# Exercise requirements
Render the rows below as a JSON list of strings, one string per line and no blank lines, starting with the line containing "Practice. Annotate every instance of the floating" and continuing through the line containing "x=119 y=546", both included.

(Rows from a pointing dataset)
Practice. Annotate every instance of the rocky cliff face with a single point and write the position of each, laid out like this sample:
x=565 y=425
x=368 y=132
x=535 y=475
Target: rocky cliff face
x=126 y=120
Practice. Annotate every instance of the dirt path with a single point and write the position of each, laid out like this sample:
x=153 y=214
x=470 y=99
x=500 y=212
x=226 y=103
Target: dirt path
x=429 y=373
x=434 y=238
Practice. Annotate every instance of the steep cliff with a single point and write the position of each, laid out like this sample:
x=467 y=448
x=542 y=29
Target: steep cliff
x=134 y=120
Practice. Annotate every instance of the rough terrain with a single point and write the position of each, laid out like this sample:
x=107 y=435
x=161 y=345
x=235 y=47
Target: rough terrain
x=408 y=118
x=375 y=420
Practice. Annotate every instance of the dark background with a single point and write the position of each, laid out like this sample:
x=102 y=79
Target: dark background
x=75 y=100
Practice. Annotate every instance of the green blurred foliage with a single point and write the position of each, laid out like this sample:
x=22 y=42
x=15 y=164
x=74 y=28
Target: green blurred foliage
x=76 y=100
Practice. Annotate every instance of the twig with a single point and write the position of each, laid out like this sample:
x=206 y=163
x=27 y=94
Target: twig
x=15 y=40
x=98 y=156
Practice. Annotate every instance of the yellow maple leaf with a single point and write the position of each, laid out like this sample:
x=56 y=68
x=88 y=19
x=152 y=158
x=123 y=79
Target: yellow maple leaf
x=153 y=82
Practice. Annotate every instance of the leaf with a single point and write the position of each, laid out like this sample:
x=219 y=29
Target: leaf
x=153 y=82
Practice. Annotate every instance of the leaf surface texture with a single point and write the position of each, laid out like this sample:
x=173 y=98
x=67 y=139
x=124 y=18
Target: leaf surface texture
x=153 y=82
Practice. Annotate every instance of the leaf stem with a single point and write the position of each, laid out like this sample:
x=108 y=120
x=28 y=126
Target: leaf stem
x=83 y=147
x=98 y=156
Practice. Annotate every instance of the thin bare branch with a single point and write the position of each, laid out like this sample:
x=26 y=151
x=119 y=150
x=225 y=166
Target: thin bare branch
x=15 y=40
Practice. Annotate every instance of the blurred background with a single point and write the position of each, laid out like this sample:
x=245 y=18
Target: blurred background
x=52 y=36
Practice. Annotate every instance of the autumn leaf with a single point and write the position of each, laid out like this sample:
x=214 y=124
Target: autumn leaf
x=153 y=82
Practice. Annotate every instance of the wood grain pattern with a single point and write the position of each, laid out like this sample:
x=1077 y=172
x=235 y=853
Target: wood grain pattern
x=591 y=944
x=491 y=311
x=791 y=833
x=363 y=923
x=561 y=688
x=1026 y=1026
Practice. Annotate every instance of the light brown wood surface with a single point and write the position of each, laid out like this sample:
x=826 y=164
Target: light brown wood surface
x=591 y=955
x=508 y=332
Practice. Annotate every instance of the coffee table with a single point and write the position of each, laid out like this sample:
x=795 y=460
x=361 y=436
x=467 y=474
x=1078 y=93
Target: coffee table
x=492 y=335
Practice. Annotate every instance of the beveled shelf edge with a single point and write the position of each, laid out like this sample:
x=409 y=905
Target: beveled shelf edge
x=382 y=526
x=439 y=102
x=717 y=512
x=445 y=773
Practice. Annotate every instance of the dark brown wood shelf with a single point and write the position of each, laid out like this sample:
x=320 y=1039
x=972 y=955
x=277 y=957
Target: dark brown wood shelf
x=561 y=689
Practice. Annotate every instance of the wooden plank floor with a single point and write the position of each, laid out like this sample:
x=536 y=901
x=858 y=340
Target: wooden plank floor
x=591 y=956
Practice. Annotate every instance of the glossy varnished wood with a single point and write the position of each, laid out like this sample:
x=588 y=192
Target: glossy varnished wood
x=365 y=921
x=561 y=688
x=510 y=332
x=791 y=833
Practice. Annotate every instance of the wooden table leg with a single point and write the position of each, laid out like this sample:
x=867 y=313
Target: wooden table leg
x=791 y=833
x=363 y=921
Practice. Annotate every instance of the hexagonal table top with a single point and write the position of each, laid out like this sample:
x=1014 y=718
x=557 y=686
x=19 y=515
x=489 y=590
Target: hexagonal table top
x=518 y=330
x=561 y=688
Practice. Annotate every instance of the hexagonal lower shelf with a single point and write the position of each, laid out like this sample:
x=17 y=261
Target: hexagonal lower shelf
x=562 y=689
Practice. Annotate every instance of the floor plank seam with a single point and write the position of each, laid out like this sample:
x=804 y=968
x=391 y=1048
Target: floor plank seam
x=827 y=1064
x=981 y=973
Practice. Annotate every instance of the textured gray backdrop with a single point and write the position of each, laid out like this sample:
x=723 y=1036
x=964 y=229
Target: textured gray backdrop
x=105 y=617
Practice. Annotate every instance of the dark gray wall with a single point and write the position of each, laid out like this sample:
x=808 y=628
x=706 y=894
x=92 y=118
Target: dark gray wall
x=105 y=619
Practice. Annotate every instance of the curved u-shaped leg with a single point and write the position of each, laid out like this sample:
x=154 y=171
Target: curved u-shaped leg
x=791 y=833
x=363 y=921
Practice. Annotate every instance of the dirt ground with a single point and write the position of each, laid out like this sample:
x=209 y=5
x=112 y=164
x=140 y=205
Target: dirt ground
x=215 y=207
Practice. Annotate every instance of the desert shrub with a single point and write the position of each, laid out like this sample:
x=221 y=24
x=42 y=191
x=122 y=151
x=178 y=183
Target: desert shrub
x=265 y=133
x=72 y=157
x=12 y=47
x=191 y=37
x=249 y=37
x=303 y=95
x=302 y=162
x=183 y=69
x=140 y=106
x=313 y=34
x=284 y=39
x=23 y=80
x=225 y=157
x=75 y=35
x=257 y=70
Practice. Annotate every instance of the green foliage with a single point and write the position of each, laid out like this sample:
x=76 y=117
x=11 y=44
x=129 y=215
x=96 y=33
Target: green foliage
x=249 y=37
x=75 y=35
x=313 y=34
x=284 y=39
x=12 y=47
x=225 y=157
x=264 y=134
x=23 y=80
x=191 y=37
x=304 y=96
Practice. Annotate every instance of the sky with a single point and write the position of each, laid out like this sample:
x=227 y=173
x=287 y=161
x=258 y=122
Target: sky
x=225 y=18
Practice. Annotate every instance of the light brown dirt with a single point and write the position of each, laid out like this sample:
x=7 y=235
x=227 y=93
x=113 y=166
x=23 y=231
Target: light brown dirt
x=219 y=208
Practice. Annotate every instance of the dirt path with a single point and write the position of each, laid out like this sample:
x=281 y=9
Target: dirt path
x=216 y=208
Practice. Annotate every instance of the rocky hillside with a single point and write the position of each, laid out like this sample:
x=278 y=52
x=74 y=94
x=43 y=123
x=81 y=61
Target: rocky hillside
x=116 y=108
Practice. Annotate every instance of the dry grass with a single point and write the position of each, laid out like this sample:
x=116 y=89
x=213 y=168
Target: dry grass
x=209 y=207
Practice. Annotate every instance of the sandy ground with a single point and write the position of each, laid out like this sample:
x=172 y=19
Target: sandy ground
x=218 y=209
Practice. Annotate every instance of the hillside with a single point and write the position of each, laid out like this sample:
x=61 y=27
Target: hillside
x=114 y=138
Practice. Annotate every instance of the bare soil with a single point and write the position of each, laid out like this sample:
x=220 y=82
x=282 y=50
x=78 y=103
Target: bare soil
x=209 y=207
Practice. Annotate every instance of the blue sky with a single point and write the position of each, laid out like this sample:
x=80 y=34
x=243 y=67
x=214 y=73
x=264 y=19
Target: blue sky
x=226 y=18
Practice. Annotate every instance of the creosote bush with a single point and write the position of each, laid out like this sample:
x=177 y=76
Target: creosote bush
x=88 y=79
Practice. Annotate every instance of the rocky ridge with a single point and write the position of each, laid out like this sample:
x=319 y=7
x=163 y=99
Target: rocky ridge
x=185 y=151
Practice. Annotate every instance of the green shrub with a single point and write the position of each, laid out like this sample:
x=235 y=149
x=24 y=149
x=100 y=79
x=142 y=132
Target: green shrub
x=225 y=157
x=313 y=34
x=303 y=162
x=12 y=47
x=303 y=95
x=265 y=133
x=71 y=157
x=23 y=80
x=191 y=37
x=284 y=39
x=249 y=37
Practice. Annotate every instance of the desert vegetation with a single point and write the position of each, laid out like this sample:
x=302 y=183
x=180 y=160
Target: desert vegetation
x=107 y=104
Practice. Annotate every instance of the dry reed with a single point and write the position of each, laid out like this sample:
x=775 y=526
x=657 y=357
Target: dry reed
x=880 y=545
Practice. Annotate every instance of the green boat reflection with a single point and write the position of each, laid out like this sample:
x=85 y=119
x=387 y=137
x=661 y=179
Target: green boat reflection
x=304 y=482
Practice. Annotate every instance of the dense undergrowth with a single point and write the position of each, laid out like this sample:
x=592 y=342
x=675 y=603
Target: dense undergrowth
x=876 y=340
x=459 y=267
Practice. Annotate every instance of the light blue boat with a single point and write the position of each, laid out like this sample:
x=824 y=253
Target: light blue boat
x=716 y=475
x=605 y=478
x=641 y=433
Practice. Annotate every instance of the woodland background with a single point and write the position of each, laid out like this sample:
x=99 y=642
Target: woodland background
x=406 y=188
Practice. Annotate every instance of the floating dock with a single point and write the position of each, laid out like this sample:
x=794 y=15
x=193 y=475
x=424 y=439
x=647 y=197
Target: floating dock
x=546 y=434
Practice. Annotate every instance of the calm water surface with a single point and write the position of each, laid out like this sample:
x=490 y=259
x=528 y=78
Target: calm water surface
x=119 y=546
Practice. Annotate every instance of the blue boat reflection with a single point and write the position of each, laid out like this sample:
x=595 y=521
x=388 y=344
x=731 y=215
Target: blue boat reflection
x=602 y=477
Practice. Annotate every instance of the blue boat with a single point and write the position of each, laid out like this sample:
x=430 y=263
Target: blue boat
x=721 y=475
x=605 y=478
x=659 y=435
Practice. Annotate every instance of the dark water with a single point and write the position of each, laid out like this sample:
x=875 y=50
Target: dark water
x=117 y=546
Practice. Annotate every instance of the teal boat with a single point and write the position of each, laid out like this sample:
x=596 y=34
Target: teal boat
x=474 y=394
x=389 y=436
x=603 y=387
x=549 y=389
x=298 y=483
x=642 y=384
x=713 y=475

# Solution to the problem
[
  "Practice. Annotate every instance of the floating dock with a single point and write the position of each, laid out like this sample:",
  "x=794 y=15",
  "x=193 y=475",
  "x=424 y=439",
  "x=647 y=197",
  "Target: floating dock",
  "x=546 y=434",
  "Practice. Annotate every instance of the calm water surface with a single point and write the position of each, laid out like this sample:",
  "x=490 y=259",
  "x=528 y=78",
  "Target: calm water surface",
  "x=119 y=546"
]